*DOCUMENT EXCERPT:*
::::

Basics: rsync HOWTO

Sometimes people from the Windows world think of rsync as just a tool for synchronizing laptop files, and although it can be used for that (see Using rsync to update laptop by Dirk Hart), it's also a general purpose copying tool that is worth learning about.

If you want something that is more like Briefcase, you might check out Unison. I have not personally used this, but it looks interesting.


Important: rsync is not quite analagous to Windows Briefcase. You can get similar functionality by some careful double invocation, but there are conditions that really can't be handled well. Of course that's true for Briefcase also, and for the same reasons.


You can learn quite a bit about rsync and how it works right on your own machine: no network necessary. That's actually a good way to learn: it's quick, and you can easily see the results.

Very under utilized

Like so many other Unix tools, rsync is often used at a very basic level without taking advantage of its more powerful features. Of course, because it is powerful and complex, people sometimes make the opposite mistake: thinking rsync is going to do something that it doesn't do. Trust me: I've made both those errors.

But simple is of course the place to start. So let's create a couple of directories to work with. I'll put mine in /tmp, but you can do whatever you find convenient.

::::

*DATASET EXCERPTS:*
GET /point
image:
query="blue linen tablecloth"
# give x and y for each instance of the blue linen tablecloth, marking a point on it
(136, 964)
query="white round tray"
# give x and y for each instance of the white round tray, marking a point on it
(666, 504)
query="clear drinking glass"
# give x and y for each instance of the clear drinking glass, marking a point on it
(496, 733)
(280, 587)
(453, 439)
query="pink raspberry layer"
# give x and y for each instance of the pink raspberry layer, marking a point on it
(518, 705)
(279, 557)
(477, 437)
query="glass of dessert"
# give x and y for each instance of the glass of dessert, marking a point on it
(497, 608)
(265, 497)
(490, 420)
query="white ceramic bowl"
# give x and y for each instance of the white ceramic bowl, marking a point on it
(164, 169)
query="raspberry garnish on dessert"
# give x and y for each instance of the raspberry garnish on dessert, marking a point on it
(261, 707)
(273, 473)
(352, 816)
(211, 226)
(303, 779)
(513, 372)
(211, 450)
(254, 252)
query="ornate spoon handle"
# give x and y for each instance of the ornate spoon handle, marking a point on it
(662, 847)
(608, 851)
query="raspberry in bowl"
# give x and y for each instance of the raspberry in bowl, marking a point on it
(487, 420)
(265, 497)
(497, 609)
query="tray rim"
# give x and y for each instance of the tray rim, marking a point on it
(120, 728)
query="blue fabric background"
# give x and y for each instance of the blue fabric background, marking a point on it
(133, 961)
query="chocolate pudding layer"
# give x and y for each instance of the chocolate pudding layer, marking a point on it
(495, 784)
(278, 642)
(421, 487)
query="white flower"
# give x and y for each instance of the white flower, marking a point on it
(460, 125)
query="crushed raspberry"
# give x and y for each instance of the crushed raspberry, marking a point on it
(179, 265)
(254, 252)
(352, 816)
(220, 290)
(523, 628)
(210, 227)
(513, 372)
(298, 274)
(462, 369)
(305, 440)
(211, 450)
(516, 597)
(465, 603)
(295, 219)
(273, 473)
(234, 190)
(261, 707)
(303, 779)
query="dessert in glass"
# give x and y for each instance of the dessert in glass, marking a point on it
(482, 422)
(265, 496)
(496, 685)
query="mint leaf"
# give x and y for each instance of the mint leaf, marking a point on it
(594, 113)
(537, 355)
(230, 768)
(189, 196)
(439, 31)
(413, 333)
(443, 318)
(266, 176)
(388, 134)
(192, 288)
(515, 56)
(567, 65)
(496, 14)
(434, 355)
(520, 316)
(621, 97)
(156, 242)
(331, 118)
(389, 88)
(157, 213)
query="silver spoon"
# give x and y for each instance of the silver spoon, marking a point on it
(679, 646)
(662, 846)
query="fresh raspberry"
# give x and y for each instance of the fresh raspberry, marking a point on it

::::

*WRITTEN TASK:*
Reproduce word for word the passage of the rsync HOWTO that opens with the words "Important: rsync is" and closes with "the same reasons.".

*OUTPUT FOR THIS TASK:*
Important: rsync is not quite analagous to Windows Briefcase. You can get similar functionality by some careful double invocation, but there are conditions that really can't be handled well. Of course that's true for Briefcase also, and for the same reasons.